▶ **Work order**
Every record below must be returned exactly as it was received.

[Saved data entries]
________________________________________

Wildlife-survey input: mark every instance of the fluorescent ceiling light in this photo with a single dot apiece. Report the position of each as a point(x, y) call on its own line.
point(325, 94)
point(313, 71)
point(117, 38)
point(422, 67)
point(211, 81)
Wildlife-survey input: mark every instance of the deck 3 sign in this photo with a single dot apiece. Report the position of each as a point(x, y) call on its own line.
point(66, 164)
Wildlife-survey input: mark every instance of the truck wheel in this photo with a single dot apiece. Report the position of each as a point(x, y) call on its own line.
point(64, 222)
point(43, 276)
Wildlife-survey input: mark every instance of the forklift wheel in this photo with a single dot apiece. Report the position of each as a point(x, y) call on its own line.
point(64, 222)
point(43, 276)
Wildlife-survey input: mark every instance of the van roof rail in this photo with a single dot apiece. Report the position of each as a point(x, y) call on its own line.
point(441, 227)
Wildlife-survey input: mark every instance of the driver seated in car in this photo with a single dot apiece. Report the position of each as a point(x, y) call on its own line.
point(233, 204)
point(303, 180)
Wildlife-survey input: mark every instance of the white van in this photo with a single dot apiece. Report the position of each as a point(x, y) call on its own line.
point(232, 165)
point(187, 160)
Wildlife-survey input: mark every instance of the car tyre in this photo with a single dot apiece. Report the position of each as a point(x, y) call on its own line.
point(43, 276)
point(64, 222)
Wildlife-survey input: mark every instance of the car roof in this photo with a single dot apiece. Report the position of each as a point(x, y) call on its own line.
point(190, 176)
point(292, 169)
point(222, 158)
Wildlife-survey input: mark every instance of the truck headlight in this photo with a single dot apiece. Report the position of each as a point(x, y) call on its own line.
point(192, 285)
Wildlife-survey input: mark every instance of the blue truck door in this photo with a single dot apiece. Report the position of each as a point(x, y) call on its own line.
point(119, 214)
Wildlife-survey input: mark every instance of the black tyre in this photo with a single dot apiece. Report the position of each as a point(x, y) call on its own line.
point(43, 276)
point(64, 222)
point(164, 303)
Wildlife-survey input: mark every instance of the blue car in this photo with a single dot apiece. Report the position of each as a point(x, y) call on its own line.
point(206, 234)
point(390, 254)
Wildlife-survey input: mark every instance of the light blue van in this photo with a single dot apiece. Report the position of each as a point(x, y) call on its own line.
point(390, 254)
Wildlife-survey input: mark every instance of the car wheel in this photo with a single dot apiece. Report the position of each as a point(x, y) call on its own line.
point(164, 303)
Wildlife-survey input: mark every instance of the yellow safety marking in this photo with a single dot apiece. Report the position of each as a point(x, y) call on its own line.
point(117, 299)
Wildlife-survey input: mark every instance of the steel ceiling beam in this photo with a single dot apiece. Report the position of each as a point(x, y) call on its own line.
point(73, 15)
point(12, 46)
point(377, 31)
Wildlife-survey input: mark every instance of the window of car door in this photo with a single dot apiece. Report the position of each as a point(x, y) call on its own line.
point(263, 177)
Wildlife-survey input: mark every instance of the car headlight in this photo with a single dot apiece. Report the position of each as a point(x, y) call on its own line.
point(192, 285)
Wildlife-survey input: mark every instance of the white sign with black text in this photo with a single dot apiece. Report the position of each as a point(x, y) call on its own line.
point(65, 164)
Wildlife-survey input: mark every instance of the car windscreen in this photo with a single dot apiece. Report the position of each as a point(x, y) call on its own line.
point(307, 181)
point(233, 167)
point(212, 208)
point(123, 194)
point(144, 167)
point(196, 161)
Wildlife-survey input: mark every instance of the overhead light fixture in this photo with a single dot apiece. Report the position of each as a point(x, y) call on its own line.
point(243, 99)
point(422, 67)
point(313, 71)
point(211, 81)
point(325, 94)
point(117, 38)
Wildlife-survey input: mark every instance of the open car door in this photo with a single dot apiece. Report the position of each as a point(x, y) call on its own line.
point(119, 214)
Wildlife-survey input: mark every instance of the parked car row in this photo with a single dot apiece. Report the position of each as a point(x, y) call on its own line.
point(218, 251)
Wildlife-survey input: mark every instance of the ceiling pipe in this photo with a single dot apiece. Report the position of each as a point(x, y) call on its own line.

________________________________________

▶ **Answer space**
Wildlife-survey input: mark every instance of the fluorescent ceiling light in this photo with a single dot apiece. Report the position of each as a point(x, y) call on its own line.
point(325, 94)
point(313, 71)
point(117, 38)
point(422, 67)
point(211, 81)
Wildlife-survey input: mark every instance of the deck 3 sign in this photo with a single dot apiece. Report the position of each as a point(x, y) call on its own line.
point(66, 164)
Wildlife-survey input: mark every instance of the truck wheel in this photo with a single dot apiece. Report the position of each as a point(x, y) call on its own line.
point(64, 222)
point(43, 276)
Wildlife-survey input: mark every instance of the forklift wheel in this photo with a single dot apiece. Report the position of each as a point(x, y) call on its own line.
point(64, 222)
point(43, 276)
Wildlife-survey input: mark every instance of the van roof rail in this photo with a single dot apiece. Report the position of each as a point(x, y) call on its own line.
point(441, 227)
Wildlife-survey input: mark every instance of the driver seated in car in this photo with a single dot apiece. Report the position of each as a point(x, y) call on its own line.
point(233, 204)
point(303, 180)
Wildlife-survey input: mark every instance of the white van in this photo with a single dot apiece. Report the position of each as a point(x, y) call on its own line.
point(232, 165)
point(187, 160)
Wildlife-survey input: mark every instance of the car tyre in this photo with a single dot apiece. Report the position of each as a point(x, y) call on its own line.
point(43, 276)
point(64, 222)
Wildlife-survey input: mark every instance of the car roof in this photo with a single dot apiece. Report the position of each as a point(x, y) call on its own line.
point(190, 176)
point(292, 169)
point(222, 158)
Wildlife-survey input: mark every instance of the truck headlight in this photo with a single dot apiece. Report the position of each as a point(x, y) call on its own line.
point(192, 285)
Wildlife-survey input: mark every instance of the blue truck door in this photo with a single dot apiece. Report the position of each as a point(x, y) call on its own line.
point(119, 214)
Wildlife-survey input: mark every instance of the black tyre in this photo with a single dot apiece. Report the position of each as a point(x, y) call on its own line.
point(43, 276)
point(64, 222)
point(164, 303)
Wildlife-survey input: mark every instance of the blue car in this photo with a single dot apiece. Report the position of each as a point(x, y) call on its own line.
point(206, 234)
point(390, 254)
Wildlife-survey input: mark every instance of the light blue van in this photo with a single dot apiece. Report the position of each as a point(x, y) call on its own line.
point(390, 254)
Wildlife-survey input: mark every instance of the car wheel in this photo with a single dot apiece. Report the position of each as a point(x, y) call on its own line.
point(164, 303)
Wildlife-survey input: mark every instance of the yellow safety marking in this photo with a single dot apiece. Report the position of each as a point(x, y) call on its own line.
point(117, 299)
Wildlife-survey input: mark every instance of the steel ceiling beam in this photo with a single dot apiece. Report the position of each as a point(x, y) call on its own line.
point(73, 15)
point(12, 46)
point(377, 31)
Wildlife-survey input: mark every instance of the window of car door in this photo with a single dot apiece. Report the position of each as a point(x, y) call on its own line.
point(263, 177)
Wildlife-survey input: mark every instance of the car headlight in this photo with a single dot apiece. Report the position of each as a point(x, y) call on its own line.
point(192, 285)
Wildlife-survey input: mark every instance of the white sign with black text in this photo with a single dot apiece. Report the position of each as a point(x, y) call on its own line.
point(65, 164)
Wildlife-survey input: mark every instance of the car windscreen in this photo with a single dot apiece. Report the position of each as a point(x, y) call on its own line.
point(307, 181)
point(233, 167)
point(212, 208)
point(123, 194)
point(144, 167)
point(196, 161)
Wildlife-survey input: mark every instance of the overhead light fixture in this photo with a single dot apiece. Report the position of each as a point(x, y) call on its own line.
point(243, 99)
point(422, 67)
point(313, 71)
point(211, 81)
point(325, 94)
point(117, 38)
Wildlife-survey input: mark every instance of the open car door in this photo with a single dot apiece. Report the position of each as a point(x, y) call on its own line.
point(119, 214)
Wildlife-survey input: mark every instance of the parked car row in this photo with a single dot apiece. Report the position of each as a point(x, y) call on its own line.
point(218, 251)
Wildlife-survey input: mark every instance of the ceiling pipe in this photo with a single dot apiece. Report the position of each as a point(x, y) call on its own line.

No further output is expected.